::: Material for this exercise
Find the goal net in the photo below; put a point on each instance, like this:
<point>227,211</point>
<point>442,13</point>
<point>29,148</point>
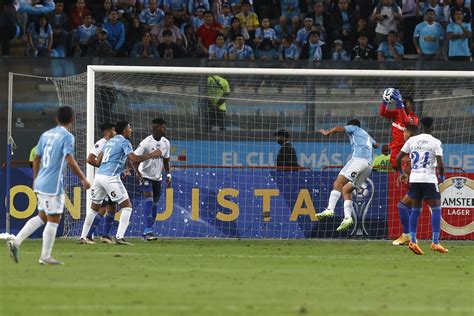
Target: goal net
<point>225,183</point>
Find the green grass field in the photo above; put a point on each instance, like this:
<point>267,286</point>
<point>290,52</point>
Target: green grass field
<point>239,277</point>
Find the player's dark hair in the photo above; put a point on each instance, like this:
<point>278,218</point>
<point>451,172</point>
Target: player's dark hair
<point>427,122</point>
<point>64,115</point>
<point>413,129</point>
<point>159,121</point>
<point>106,126</point>
<point>354,122</point>
<point>120,126</point>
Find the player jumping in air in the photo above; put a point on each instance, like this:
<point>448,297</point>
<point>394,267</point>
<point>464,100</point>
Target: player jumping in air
<point>354,173</point>
<point>426,155</point>
<point>55,148</point>
<point>150,173</point>
<point>107,180</point>
<point>401,116</point>
<point>108,131</point>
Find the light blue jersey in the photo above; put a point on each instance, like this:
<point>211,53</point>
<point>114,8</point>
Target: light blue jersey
<point>115,155</point>
<point>362,143</point>
<point>53,147</point>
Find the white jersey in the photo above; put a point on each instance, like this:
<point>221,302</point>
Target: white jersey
<point>152,168</point>
<point>423,150</point>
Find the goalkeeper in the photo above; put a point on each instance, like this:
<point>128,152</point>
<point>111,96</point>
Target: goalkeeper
<point>401,116</point>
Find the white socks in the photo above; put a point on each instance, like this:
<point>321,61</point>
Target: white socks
<point>49,235</point>
<point>124,221</point>
<point>90,215</point>
<point>333,198</point>
<point>348,209</point>
<point>30,227</point>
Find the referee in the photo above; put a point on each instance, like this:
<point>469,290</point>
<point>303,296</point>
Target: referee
<point>287,154</point>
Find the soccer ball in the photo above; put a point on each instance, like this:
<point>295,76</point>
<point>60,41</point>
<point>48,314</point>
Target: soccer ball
<point>387,95</point>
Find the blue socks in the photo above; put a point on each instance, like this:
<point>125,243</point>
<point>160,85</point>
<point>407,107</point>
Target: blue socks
<point>147,214</point>
<point>107,227</point>
<point>415,214</point>
<point>436,223</point>
<point>404,212</point>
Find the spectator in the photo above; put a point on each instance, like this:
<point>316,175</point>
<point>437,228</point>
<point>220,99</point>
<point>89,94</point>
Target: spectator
<point>167,24</point>
<point>40,38</point>
<point>266,50</point>
<point>190,43</point>
<point>283,29</point>
<point>218,50</point>
<point>460,5</point>
<point>363,50</point>
<point>286,155</point>
<point>391,50</point>
<point>265,32</point>
<point>168,49</point>
<point>198,20</point>
<point>177,7</point>
<point>151,16</point>
<point>339,53</point>
<point>240,51</point>
<point>248,19</point>
<point>428,37</point>
<point>115,32</point>
<point>77,14</point>
<point>218,91</point>
<point>314,49</point>
<point>302,34</point>
<point>381,163</point>
<point>387,15</point>
<point>134,35</point>
<point>59,23</point>
<point>290,8</point>
<point>343,21</point>
<point>288,49</point>
<point>82,35</point>
<point>144,49</point>
<point>225,19</point>
<point>99,46</point>
<point>458,34</point>
<point>208,32</point>
<point>195,4</point>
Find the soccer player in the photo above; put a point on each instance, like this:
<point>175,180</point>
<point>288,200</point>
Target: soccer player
<point>108,131</point>
<point>401,116</point>
<point>150,173</point>
<point>426,155</point>
<point>354,173</point>
<point>107,180</point>
<point>55,148</point>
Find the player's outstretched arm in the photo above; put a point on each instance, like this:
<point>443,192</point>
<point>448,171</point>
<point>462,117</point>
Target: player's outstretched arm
<point>71,162</point>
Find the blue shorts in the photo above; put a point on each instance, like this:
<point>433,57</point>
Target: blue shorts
<point>422,191</point>
<point>152,186</point>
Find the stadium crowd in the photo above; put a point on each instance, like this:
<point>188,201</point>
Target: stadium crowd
<point>386,30</point>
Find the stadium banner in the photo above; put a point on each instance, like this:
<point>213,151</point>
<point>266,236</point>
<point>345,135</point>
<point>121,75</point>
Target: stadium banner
<point>310,155</point>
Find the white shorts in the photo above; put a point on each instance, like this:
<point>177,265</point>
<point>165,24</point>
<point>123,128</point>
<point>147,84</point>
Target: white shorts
<point>50,204</point>
<point>356,171</point>
<point>111,186</point>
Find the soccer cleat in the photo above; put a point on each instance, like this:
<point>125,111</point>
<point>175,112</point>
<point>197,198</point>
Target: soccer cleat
<point>13,250</point>
<point>345,225</point>
<point>86,241</point>
<point>439,248</point>
<point>149,237</point>
<point>415,248</point>
<point>325,214</point>
<point>403,240</point>
<point>50,261</point>
<point>122,241</point>
<point>106,240</point>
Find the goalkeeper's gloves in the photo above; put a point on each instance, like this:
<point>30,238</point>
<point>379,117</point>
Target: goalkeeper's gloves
<point>398,99</point>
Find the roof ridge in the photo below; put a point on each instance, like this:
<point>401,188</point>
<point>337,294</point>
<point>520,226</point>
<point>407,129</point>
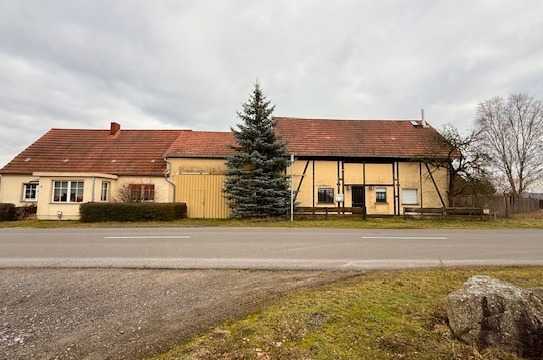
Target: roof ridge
<point>107,130</point>
<point>339,119</point>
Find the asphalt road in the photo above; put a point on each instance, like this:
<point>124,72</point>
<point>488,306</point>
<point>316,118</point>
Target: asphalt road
<point>267,248</point>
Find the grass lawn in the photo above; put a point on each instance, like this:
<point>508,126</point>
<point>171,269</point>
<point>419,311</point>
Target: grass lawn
<point>534,221</point>
<point>378,315</point>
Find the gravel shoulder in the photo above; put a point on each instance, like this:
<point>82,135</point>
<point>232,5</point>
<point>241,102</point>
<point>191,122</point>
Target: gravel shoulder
<point>127,314</point>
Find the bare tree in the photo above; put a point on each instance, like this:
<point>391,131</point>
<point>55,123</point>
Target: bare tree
<point>465,161</point>
<point>512,137</point>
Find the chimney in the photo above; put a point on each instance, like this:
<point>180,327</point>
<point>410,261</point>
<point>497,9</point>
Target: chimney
<point>114,129</point>
<point>422,119</point>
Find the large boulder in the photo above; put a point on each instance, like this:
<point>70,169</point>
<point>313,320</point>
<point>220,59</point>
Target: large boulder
<point>489,312</point>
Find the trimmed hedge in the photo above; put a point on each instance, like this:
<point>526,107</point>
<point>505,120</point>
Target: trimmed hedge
<point>7,212</point>
<point>95,212</point>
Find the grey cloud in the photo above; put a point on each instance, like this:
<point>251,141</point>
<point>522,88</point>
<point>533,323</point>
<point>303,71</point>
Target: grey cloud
<point>191,64</point>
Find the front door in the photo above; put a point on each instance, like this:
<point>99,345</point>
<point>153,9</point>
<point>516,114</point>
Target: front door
<point>359,196</point>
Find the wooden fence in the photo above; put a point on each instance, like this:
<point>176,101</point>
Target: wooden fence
<point>499,205</point>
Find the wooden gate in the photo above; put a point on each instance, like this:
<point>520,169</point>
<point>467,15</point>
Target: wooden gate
<point>203,194</point>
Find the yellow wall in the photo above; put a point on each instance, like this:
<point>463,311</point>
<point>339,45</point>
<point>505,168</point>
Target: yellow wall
<point>376,176</point>
<point>203,192</point>
<point>197,166</point>
<point>11,189</point>
<point>203,195</point>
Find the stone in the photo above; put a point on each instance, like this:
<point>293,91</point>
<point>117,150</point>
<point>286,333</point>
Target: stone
<point>490,312</point>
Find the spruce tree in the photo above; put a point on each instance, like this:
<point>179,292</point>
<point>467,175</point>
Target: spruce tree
<point>256,183</point>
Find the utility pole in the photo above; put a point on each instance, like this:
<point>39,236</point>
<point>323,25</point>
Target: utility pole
<point>292,187</point>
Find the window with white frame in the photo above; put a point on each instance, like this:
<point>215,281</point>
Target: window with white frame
<point>30,191</point>
<point>67,191</point>
<point>410,196</point>
<point>381,195</point>
<point>104,193</point>
<point>325,195</point>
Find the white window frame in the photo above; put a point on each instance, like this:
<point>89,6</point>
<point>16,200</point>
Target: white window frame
<point>381,190</point>
<point>34,183</point>
<point>417,200</point>
<point>69,190</point>
<point>107,193</point>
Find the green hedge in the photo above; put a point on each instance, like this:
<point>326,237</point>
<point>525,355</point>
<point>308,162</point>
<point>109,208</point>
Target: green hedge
<point>7,212</point>
<point>95,212</point>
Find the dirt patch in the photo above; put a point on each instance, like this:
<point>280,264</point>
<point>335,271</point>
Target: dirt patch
<point>127,314</point>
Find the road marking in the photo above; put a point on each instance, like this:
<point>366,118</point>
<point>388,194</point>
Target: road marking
<point>149,237</point>
<point>407,237</point>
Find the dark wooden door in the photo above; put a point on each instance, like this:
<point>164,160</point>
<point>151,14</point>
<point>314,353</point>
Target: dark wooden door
<point>359,196</point>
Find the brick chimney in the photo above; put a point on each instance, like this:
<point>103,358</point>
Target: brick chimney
<point>114,129</point>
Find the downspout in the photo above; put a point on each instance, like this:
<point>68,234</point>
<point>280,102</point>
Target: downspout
<point>93,188</point>
<point>167,174</point>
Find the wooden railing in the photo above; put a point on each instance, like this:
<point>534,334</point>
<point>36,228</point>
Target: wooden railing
<point>329,210</point>
<point>456,211</point>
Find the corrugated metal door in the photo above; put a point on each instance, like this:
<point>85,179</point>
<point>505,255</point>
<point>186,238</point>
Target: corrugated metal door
<point>203,195</point>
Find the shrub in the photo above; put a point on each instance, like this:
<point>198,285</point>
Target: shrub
<point>7,212</point>
<point>95,212</point>
<point>25,212</point>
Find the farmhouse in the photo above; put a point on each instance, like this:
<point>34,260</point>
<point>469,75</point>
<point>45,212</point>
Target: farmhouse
<point>382,165</point>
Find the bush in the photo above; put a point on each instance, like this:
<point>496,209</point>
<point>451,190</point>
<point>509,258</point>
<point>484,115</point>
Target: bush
<point>7,212</point>
<point>25,212</point>
<point>95,212</point>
::::::
Copy out, character for character, the lines from the line containing "Find the white socks" to the line containing "<point>30,227</point>", including both of those lines.

Find the white socks in the photo above; put a point on each instance, like this:
<point>321,61</point>
Target: white socks
<point>49,235</point>
<point>124,221</point>
<point>90,215</point>
<point>333,198</point>
<point>348,209</point>
<point>30,227</point>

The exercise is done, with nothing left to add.